* START Given data *

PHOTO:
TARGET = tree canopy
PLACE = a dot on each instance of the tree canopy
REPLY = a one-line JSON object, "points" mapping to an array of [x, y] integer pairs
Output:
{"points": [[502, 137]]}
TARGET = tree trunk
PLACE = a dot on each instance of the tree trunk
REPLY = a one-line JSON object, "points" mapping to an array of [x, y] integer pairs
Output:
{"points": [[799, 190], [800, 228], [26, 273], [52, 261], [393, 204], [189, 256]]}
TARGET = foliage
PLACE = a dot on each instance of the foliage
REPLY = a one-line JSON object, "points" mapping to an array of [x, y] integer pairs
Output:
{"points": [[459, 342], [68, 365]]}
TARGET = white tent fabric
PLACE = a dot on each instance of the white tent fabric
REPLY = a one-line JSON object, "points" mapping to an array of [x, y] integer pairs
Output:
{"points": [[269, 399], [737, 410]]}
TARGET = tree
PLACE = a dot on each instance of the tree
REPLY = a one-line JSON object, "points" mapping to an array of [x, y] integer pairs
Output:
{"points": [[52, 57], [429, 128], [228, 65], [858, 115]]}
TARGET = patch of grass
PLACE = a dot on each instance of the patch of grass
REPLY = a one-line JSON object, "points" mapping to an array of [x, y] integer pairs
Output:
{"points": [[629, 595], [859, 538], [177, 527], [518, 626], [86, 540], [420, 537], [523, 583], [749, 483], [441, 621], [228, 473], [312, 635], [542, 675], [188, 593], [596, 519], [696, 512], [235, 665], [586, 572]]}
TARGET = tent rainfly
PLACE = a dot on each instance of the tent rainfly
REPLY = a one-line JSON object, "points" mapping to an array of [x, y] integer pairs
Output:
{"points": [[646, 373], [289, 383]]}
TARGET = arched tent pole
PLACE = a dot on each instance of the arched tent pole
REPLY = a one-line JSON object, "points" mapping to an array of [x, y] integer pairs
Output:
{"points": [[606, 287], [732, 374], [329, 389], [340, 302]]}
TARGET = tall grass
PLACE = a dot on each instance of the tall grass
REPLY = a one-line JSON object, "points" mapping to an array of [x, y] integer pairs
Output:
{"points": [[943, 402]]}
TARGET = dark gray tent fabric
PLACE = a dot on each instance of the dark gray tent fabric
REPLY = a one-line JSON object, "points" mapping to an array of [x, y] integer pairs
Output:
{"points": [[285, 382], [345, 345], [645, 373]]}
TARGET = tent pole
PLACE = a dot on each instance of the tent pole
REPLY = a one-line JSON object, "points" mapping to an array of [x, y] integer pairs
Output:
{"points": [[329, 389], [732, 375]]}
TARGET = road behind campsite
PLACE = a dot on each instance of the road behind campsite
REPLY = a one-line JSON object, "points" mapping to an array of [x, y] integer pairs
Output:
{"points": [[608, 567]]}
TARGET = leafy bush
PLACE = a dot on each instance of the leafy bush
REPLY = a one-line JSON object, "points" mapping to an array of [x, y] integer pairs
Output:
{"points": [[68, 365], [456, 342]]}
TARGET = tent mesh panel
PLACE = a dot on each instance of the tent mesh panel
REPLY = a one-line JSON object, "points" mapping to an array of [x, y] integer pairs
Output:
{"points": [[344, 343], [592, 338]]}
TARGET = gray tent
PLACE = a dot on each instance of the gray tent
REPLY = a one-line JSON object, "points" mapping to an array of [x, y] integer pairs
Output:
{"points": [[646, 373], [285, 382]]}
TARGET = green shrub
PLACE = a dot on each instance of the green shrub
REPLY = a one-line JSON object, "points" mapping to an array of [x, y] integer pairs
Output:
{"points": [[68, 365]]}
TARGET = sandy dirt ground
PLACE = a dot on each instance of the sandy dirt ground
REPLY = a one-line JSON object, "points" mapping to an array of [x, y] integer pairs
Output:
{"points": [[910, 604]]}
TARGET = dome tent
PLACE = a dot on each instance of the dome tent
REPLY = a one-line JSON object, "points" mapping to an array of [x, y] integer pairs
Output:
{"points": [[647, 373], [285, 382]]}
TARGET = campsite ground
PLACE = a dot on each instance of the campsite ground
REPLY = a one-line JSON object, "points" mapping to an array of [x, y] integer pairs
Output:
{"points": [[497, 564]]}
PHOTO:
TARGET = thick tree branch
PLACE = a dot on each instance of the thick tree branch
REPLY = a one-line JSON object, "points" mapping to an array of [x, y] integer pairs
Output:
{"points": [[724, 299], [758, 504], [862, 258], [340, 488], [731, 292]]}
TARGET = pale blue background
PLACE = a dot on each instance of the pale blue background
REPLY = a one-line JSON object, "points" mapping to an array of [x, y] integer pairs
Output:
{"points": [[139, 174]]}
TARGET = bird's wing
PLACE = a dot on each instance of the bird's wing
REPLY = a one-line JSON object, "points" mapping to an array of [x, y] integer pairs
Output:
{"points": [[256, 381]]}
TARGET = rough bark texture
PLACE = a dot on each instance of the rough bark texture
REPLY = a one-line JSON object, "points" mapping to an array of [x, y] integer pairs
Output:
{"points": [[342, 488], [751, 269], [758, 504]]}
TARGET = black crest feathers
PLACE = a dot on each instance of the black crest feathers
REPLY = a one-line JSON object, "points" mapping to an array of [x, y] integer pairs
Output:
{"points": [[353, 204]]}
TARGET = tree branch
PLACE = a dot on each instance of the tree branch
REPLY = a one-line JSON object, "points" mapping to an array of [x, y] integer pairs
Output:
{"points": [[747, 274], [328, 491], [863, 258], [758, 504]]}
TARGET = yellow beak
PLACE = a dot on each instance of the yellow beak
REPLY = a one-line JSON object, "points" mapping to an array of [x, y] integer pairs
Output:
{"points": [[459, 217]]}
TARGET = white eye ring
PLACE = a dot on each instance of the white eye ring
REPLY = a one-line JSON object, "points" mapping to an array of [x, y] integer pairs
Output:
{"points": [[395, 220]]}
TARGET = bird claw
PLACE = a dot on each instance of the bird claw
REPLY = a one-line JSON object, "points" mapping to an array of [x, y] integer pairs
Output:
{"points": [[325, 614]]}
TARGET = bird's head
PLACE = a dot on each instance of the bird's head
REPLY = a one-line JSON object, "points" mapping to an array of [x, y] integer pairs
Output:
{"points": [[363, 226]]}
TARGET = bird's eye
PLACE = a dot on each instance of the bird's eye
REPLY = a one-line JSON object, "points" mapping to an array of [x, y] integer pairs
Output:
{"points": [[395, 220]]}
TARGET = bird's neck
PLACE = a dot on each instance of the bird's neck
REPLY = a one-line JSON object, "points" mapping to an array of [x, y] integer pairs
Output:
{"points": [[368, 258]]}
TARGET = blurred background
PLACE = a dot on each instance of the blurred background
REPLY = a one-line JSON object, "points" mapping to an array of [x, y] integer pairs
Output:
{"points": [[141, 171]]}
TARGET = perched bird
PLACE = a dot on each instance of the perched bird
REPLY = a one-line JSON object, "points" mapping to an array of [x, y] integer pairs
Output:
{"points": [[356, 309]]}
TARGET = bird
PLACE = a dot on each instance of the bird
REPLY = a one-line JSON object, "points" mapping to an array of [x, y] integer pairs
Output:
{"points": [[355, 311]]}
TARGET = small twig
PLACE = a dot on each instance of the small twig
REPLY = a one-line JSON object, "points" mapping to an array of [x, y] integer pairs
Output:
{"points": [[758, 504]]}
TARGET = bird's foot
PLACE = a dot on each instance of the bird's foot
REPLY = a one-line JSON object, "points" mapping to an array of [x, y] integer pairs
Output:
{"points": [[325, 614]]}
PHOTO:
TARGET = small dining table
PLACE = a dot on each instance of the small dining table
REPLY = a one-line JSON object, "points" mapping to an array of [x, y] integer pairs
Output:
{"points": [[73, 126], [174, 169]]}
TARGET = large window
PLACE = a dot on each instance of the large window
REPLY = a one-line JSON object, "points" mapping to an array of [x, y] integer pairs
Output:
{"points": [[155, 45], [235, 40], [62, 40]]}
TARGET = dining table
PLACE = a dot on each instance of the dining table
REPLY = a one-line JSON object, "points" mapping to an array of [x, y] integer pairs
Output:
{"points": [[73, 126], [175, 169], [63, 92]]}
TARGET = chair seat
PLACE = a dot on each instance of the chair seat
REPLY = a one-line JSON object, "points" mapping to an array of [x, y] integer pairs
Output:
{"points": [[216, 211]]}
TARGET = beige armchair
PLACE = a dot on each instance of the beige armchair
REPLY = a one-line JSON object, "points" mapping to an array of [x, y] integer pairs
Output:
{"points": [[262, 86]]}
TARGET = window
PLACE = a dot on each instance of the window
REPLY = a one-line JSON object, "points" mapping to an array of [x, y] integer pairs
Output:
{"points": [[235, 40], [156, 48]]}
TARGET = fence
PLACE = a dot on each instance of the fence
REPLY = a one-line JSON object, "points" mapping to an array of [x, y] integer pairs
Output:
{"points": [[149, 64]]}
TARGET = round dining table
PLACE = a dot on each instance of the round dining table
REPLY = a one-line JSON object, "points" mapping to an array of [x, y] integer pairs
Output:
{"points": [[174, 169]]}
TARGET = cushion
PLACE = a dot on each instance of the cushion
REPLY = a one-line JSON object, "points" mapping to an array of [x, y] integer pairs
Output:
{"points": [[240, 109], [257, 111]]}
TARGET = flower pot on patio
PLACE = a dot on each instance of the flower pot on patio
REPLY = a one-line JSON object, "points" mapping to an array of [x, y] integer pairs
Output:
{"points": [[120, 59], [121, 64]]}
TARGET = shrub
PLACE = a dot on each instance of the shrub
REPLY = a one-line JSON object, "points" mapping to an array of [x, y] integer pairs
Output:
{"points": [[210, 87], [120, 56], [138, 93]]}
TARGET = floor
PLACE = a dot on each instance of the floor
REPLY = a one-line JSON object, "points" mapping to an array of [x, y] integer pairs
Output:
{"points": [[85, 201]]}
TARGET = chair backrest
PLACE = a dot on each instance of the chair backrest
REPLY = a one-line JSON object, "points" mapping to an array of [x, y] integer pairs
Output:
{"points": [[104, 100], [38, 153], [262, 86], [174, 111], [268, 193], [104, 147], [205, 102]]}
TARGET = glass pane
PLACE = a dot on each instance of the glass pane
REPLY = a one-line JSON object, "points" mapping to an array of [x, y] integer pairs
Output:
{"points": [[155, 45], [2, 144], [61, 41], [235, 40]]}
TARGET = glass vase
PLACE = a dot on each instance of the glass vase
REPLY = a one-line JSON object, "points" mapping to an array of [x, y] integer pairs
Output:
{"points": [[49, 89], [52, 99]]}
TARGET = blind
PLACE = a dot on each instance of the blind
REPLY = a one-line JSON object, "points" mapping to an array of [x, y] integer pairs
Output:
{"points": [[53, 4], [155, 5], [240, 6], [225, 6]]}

* END Given data *

• Exercise objective
Rewrite the stretch from the line containing "TARGET = chair backrest" through the end of the records, switching "dot" to "marker" and leaving everything else unchanged.

• Task response
TARGET = chair backrest
PLACE = a marker on each instance of the chair backrest
REPLY = a one-line JSON object, "points" mapping to an array of [x, y] integer pairs
Output:
{"points": [[104, 100], [38, 153], [262, 86], [174, 111], [268, 193], [104, 147], [205, 102]]}
TARGET = glass pane
PLACE = a marker on each instance of the glass pane
REPLY = a one-line JSON object, "points" mapping to an array of [x, y] integer pairs
Output:
{"points": [[155, 45], [2, 144], [61, 41], [235, 40]]}
TARGET = glass vase
PLACE = a marker on each instance of the glass vase
REPLY = a one-line JSON object, "points" mapping to an array of [x, y] integer pairs
Output:
{"points": [[49, 89], [52, 99]]}
TARGET = blind
PLACE = a marker on each instance of the blind
REPLY = a one-line JSON object, "points" mapping to an array of [x, y] integer pairs
Output:
{"points": [[53, 4], [155, 5], [240, 6], [225, 6]]}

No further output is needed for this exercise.